*Data supplied*
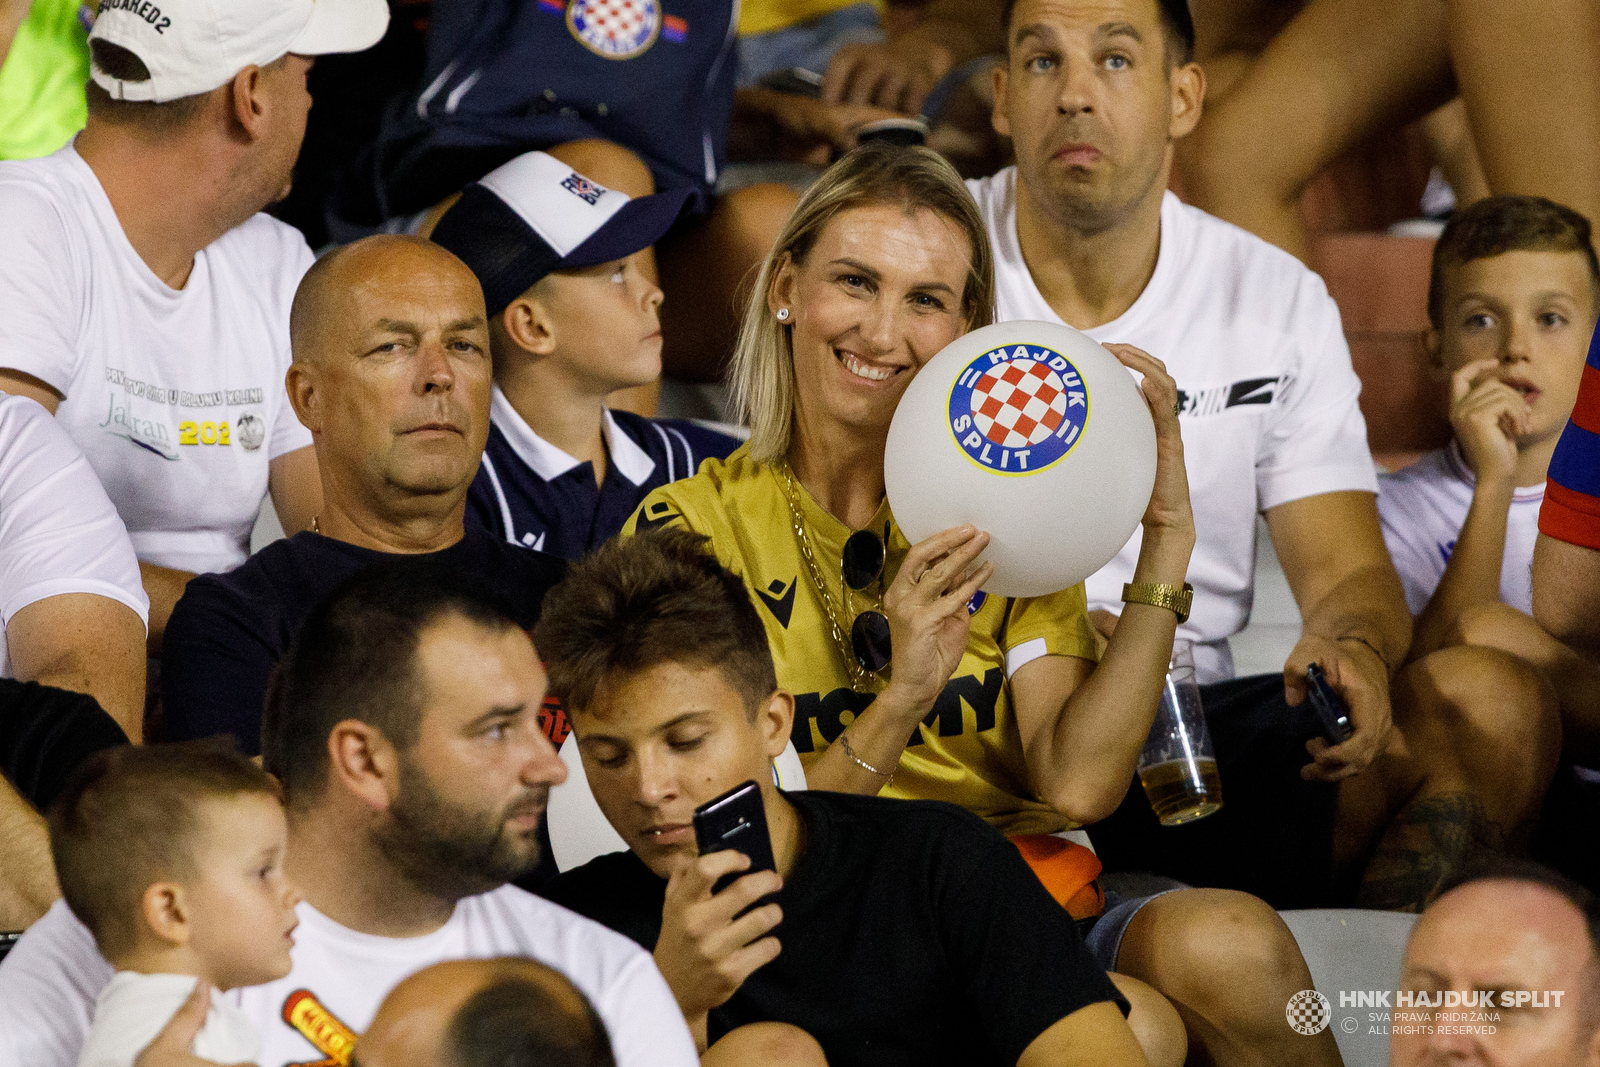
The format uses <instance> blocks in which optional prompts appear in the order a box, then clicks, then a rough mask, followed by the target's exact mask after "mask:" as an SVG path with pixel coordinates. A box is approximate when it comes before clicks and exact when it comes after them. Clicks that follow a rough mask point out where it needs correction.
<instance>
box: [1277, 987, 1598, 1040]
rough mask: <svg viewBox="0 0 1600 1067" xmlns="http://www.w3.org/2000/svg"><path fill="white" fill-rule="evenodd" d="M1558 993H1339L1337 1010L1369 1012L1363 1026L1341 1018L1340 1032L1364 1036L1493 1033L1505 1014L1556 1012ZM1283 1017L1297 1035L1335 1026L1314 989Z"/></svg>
mask: <svg viewBox="0 0 1600 1067" xmlns="http://www.w3.org/2000/svg"><path fill="white" fill-rule="evenodd" d="M1565 995H1566V993H1565V990H1560V989H1469V990H1461V989H1435V990H1413V989H1362V990H1341V992H1339V1008H1344V1009H1349V1008H1357V1009H1360V1008H1368V1009H1371V1011H1366V1013H1365V1014H1366V1017H1365V1021H1363V1019H1362V1017H1358V1016H1344V1017H1342V1019H1341V1021H1339V1029H1341V1030H1342V1032H1346V1033H1355V1032H1357V1030H1360V1029H1363V1025H1365V1029H1366V1033H1368V1035H1374V1037H1387V1035H1390V1033H1494V1032H1496V1030H1498V1025H1499V1022H1501V1011H1504V1009H1528V1008H1560V1006H1562V997H1565ZM1285 1017H1286V1019H1288V1024H1290V1027H1291V1029H1294V1032H1296V1033H1306V1035H1312V1033H1322V1032H1323V1030H1326V1029H1328V1024H1330V1022H1333V1005H1330V1003H1328V998H1326V997H1323V995H1322V993H1318V992H1317V990H1314V989H1302V990H1301V992H1298V993H1294V995H1293V997H1290V1003H1288V1005H1286V1006H1285Z"/></svg>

*Requirement*
Give the data above again in full and unchanged, skipping the pictures.

*Solution for this task*
The format uses <instance> blocks in which optional prompts appear in the order a box, then clicks, then a rough mask, followed by the target's exact mask after "mask:" as an SVG path with pixel coordinates. A box is approximate when it comes before clicks and exact when it comes after them. Clicks that follow a rough mask point out where it needs correction.
<instance>
box: [1277, 987, 1598, 1040]
rough mask: <svg viewBox="0 0 1600 1067" xmlns="http://www.w3.org/2000/svg"><path fill="white" fill-rule="evenodd" d="M1558 993H1339L1337 1010L1369 1012L1363 1026L1341 1018L1340 1032L1364 1036L1493 1033L1505 1014L1556 1012ZM1283 1017L1297 1035L1335 1026L1314 989Z"/></svg>
mask: <svg viewBox="0 0 1600 1067" xmlns="http://www.w3.org/2000/svg"><path fill="white" fill-rule="evenodd" d="M1565 995H1566V993H1565V990H1560V989H1469V990H1461V989H1435V990H1413V989H1362V990H1341V992H1339V1008H1344V1009H1349V1008H1357V1009H1360V1008H1368V1009H1371V1011H1366V1013H1365V1014H1366V1017H1365V1021H1363V1019H1362V1017H1358V1016H1344V1017H1342V1019H1341V1021H1339V1029H1341V1030H1342V1032H1346V1033H1355V1032H1357V1030H1360V1029H1363V1025H1365V1029H1366V1033H1368V1035H1374V1037H1387V1035H1390V1033H1494V1032H1496V1030H1498V1025H1499V1022H1501V1011H1504V1009H1528V1008H1560V1006H1562V997H1565ZM1285 1017H1286V1019H1288V1024H1290V1027H1291V1029H1294V1032H1296V1033H1306V1035H1312V1033H1322V1032H1323V1030H1326V1029H1328V1024H1330V1022H1333V1005H1330V1003H1328V998H1326V997H1323V995H1322V993H1318V992H1317V990H1314V989H1302V990H1301V992H1298V993H1294V995H1293V997H1290V1003H1288V1005H1286V1006H1285Z"/></svg>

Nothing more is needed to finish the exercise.